To do: Look through the lines below and extract any with the word "shower".

Collected data entries:
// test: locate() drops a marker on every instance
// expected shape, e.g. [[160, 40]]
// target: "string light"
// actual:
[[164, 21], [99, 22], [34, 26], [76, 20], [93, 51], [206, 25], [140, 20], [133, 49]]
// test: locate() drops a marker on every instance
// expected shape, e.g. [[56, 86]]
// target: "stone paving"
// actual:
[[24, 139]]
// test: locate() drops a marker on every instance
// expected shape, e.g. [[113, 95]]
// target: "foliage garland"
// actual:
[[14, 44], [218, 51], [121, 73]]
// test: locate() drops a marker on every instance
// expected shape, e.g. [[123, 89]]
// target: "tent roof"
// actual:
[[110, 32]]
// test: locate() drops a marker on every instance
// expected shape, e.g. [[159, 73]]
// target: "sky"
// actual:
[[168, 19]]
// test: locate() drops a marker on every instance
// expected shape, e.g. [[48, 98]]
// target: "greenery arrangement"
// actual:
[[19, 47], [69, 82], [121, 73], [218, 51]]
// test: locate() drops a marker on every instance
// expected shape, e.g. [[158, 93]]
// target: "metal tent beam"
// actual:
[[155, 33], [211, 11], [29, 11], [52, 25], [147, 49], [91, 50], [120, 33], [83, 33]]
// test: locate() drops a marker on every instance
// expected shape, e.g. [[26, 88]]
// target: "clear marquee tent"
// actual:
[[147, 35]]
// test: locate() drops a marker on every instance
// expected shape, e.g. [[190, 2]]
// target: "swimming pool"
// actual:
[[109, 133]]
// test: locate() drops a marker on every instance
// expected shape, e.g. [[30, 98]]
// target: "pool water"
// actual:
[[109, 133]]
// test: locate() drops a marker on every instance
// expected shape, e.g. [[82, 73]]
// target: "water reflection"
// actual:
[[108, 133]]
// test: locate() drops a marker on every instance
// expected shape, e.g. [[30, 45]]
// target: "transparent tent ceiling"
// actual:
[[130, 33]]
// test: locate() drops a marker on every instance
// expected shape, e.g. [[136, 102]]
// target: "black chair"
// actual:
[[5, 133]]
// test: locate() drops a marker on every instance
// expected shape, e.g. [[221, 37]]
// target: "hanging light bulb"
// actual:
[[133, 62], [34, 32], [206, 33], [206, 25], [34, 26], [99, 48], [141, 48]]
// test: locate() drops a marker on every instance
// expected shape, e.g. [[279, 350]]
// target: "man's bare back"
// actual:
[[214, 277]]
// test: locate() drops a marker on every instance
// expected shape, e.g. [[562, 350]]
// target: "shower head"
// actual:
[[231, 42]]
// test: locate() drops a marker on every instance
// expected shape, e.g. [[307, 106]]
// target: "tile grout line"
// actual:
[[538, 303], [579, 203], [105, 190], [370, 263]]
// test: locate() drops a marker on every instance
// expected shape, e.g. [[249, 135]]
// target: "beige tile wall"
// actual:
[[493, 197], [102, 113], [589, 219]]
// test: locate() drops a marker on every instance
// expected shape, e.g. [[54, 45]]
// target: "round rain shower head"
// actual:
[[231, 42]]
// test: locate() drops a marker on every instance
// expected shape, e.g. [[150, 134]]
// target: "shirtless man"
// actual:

Response area:
// target: "shower head"
// target: "round rain shower head"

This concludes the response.